» **Page**:
____________
The system 10 can be configured for performing one or more
operations related to the construction, logging, completion or
work-over of a hydrocarbon producing well. In particular, FIG. 1
shows a schematic elevation view of one embodiment of a wellbore
drilling system 10 for drilling a wellbore 14 using conventional
drilling fluid circulation. The drilling system 10 is a rig for
land wells but can be a drilling platform, which may be a drill
ship or another suitable surface workstation such as a floating
platform or a semi-submersible for offshore wells. For offshore
operations, additional known equipment such as a riser and subsea
wellhead will typically be used. The system 10 includes a
conventional derrick 18 erected on a floor 20. A string 24, such as
a tool string, work string, or drill string, extends downward from
the surface into the borehole 14. The string 24 can be formed
partially or fully of drill pipe, metal or composite coiled tubing,
liner, casing or other known members. Additionally, the tubing
string 24 can include data and power transmission carriers such
fluid conduits, fiber optics, and metal conductors. The string 24
and well tool 12 can include any type of equipment including a
steerable drilling assembly, a drilling motor,
measurement-while-drilling assemblies, formation evaluation tools,
drill collars or drill pipe. For simplicity, a bottomhole drilling
assembly (BHA) 26 is showing having a drill bit 28 and attached to
the end of the drill string 24. The bit can be rotated by a surface
rotary drive or a motor using pressurized fluid (e.g., mud motor)
or an electrically driven motor. To drill the wellbore 14, the BHA
26 is conveyed to the wellhead equipment 30 and then inserted into
the wellbore 14 using a suitable system. Additionally a surface
controller 31 can be connected to system 10 to provide automated or
semi-automated control over the system 10. The controller 31 can
also be operatively coupled to a suitable communication device (not
shown) that provides communication with downhole equipment. In one
embodiment, the suitable communication device is configured to
transmit downlinks encoded with instructions for operation of the
well control device 200. In other embodiments, the suitable
communication device is also configured to receive uplinks encoded
with data relating to sensor measurements or the operating status
of the well control device 200.
____________
» **Dataset extract**:
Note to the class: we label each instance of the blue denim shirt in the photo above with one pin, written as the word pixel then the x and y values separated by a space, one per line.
____________
» **Tasks and exercises**:
a – According to the wellbore drilling text, on what is the conventional derrick 18 erected?
b – Write the next part of the wellbore drilling text, starting after its last sentence.
The listing comes from a different source than the wellbore drilling text.

» **Final results**:
a – It is erected on a floor 20.

b –
[0022] To drill the wellbore 14, well control equipment 30 (also
referred to as the wellhead equipment) is placed above the wellbore
14. The wellhead equipment 30 includes a surface blow-out-preventer
(BOP) stack 22 and a lubricator (not shown) with its associated
flow control. Additionally a surface choke 35 in communication with
a wellbore annulus 40 can control the flow of fluid out of the
wellbore 14 to provide a back pressure as needed to control the
well.
[0023] During drilling, a drilling fluid from a surface mud system
34 is pumped under pressure down the drill string 24. The mud
system 34 includes a mud pit 36 and one or more pumps 38. The drill
bit 28 disintegrates the formation (rock) into cuttings. The
drilling fluid leaving the drill bit travels uphole through an
annulus 40 between the drill string 24 and the wellbore wall,
carrying the entrained drill cuttings. The return fluid discharges
into a separator (not shown) that separates the cuttings and other
solids from the return fluid and discharges the clean fluid back
into the mud pit 36.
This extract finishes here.